━━━ Teks Bacaan

|
Wednesday, June 23, 2004 |
|
Lincoln to Wellington, 22 June 2004
Berangkat pukul 8 pagi, tapi sejak jam 5.30 sudah bangun. Sudah mengemas barang sejak semalam tapi setelah mandi berubah pikiran, terutama tentang jumper. Akhirnya berangkat, sangat ragu-ragu dan sampai di halte bis malah balik lagi ke flat ambil jumper. Ternyata tidak sia-sia dan keputusan yang bagus karena Wellington ternyata sangat berangin.
Airport bus agak telat sekitar 10 menit dan harus menunggu di tengah cuaca yang jelek di Christchurch. Sampai di bandara, surprise karena ternyata bandara Christchurch hanya sebesar Adi Sucipto Yogya, bahkan terminal keberangkatan domestiknya sangat sederhana. Tidak seramai Yogya, Semarang dan Surabaya, mungkin juga Makassar. Maskapai yang dipakai Pasific Origin, yang saat ini masih bermasalah karena kehilangan pelanggan. Terpaksa membeli tiket airlines ini karena alasan waktu. Terminalnya terpisah seperti agak terdiskriminasi karena jalan menuju lounge cuma jalan aspal beratap seng, dengan dinding seng di satu sisi dan pagar kawat di sisi yang lain. Heran juga, NZ seperti negara berkembang di bidang ini.
Meskipun 'terisolir', lounge-nya ternyata lebih bagus dibandingkan bandara lokal di Indo. TV-nya kecil, tapi kamar mandinya bersih sekali, mungkin karena tidak ada penumpang. Pesawatnya kecil dan berkapasitas 29 orang, buatan British Aerospace. Ini kali kedua naik kapal kecil, dulu pernah 10 orang waktu dari Newark ke Ithaca. Saya duduk nomor 4a. Kursinya berjajar 2 dan 1. Pramugarinya satu dan bersikap ramah hanya sama orang kulit putih. Penumpang terakhir dapat kursi di belakang pilot, meski masih ada 1-2 kursi tersisa. Ternyata bisa juga minta duduk di belakang pilot. Kalau tahu begitu saya berani membayar lebih supaya dapat kesempatan duduk di belakang pilot. Peragaan keselamatan tidak ada, cuma diwakili dengan penjelasan lisan tentang letak jaket pelampung, masker oksigen dan pintu darurat. Selebihnya penumpang diminta baca langsung di brosur. Dalam perjalanan, penumpang disuguhi 75 ml air mineral dalam kemasan dan beberapa buah permen yang ditawarkan dalam keranjang rotan yang kebesaran...Minimalist...so what? Pantas dengan harganya.
Penerbangan not bad meski cuaca mendung dan banyak turbulances. Saat melewati pucuk South Island, serasa melewati pegunungan yang jadi lokasi the Lord of the Rings karena puncak-puncaknya bersalju dan sangat anggun. Belum lagi lika-liku daratannya yang sangat indah dipandang dari atas.

━━━━━━
━━━ Data yang Diberikan

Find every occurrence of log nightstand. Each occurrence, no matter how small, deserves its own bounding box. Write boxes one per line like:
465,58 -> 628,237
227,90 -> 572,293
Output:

━━━━━━

> **Ketentuan Tugas**: Dalam catatan perjalanan dari Lincoln ke Wellington di atas, peragaan keselamatan diganti dengan penjelasan lisan tentang letak beberapa hal. Sebutkan semuanya.

> **Jawaban Akhir**:
- Jaket pelampung
- Masker oksigen
- Pintu darurat